**EXERCISE BRIEF:** Word for word, repeat the data; no picture should appear in the result.

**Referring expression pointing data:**

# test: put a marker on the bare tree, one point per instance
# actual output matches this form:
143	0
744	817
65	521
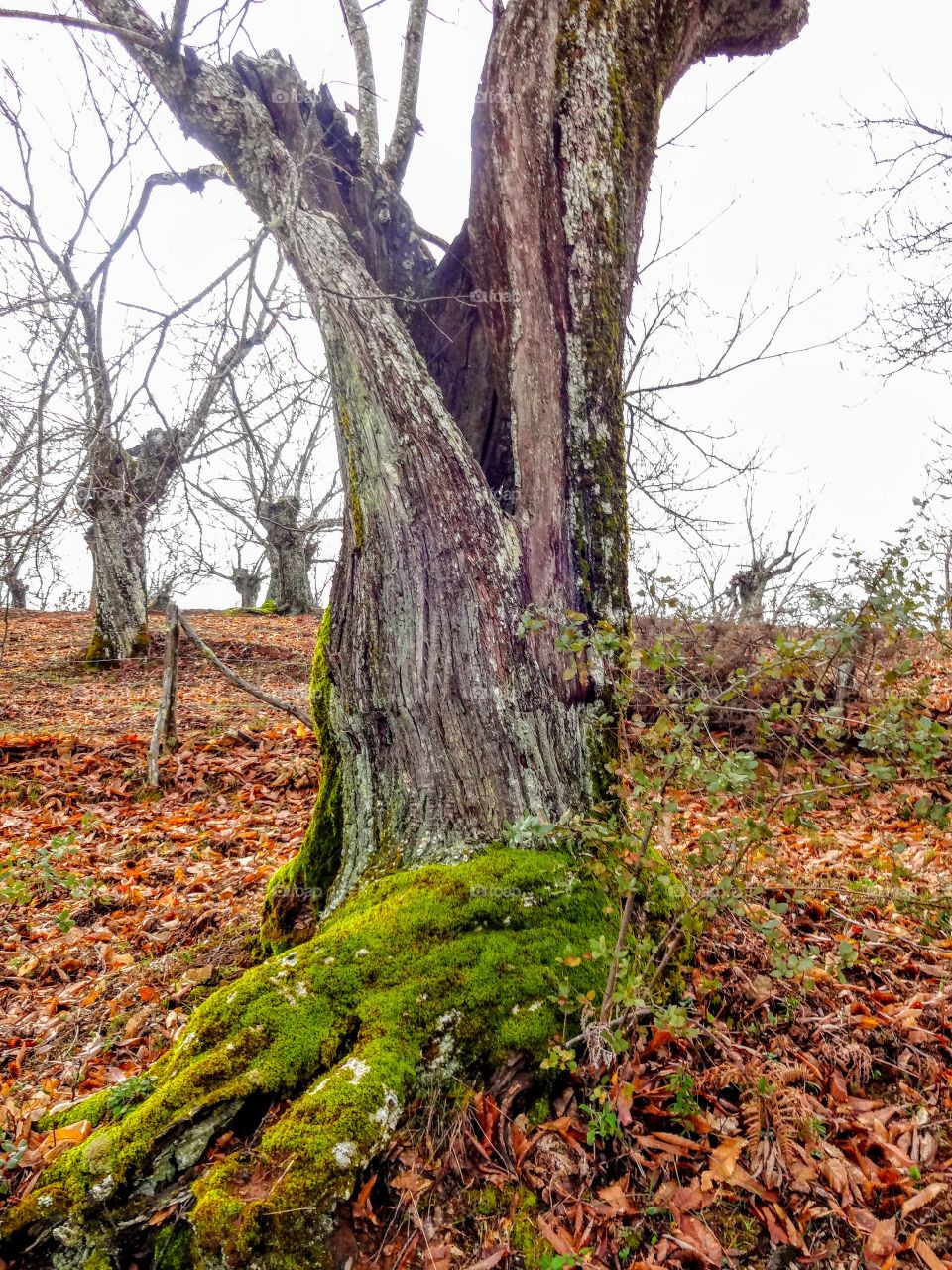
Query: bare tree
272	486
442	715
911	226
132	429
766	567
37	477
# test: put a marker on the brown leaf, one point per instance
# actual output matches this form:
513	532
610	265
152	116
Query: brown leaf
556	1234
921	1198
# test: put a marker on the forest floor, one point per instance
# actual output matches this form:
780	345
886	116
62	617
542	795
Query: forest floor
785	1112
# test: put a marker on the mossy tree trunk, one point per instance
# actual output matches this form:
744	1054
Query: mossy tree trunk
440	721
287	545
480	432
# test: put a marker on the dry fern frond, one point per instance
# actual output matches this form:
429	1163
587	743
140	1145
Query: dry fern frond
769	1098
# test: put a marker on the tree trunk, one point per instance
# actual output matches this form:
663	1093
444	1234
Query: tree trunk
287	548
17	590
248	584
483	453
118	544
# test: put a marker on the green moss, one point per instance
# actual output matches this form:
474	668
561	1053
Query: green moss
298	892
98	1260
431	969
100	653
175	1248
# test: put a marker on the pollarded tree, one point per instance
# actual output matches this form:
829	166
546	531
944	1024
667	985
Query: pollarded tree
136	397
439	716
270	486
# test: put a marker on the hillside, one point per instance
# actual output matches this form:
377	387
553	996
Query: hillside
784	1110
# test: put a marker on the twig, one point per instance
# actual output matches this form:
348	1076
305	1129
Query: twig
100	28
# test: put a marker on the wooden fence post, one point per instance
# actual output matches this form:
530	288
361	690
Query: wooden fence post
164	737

**ANSWER SPACE:**
# test: put a marker on the bare tree, one point per instance
# actual output matches this form:
143	0
744	817
65	521
Query: bare tree
272	486
442	715
911	226
132	429
766	567
37	477
# test: put a marker on the brown leaf, one point per instance
# actual output matches this form:
513	532
610	265
152	116
Query: brown leaf
556	1234
921	1198
# test: put a marker on the forest floor, one point per instance
# actual output matches this form:
780	345
886	116
62	617
542	795
Query: forest floor
785	1112
# test: put a marker on the mossy tree trunk, one point per instance
# actual output matches this form:
744	1054
Query: mossy tree trunk
440	721
287	545
480	432
# test: put a marker on the dry fern frond, one point per instance
# actual output matches this form:
429	1163
587	743
140	1145
Query: dry fern frond
769	1098
# test: put a marker on the tree trunk, one point per instance
# actual output matches this form:
663	1093
444	1234
Query: tree trunk
287	548
17	590
248	584
483	453
118	544
# test: put a marker on the green moss, one point per instance
# actual output matches this form:
474	668
561	1053
Query: green moss
298	892
98	1260
431	969
100	653
175	1248
# test: put a marker on the pollarded tree, one point per instance
# actual output matches this form:
829	166
546	531
944	1024
667	985
Query: pollarded tree
136	397
439	716
270	486
# test: put a marker on the hillside, one point per instance
# actual output matches this form:
377	387
553	996
Query: hillside
784	1110
# test: put a marker on the twig, one point per instance
# actual output matches this form:
348	1076
305	1129
Query: twig
100	28
# test: put a marker on the wooden fence post, one point per instance
# actual output matches this form:
530	288
361	690
Query: wooden fence post
164	737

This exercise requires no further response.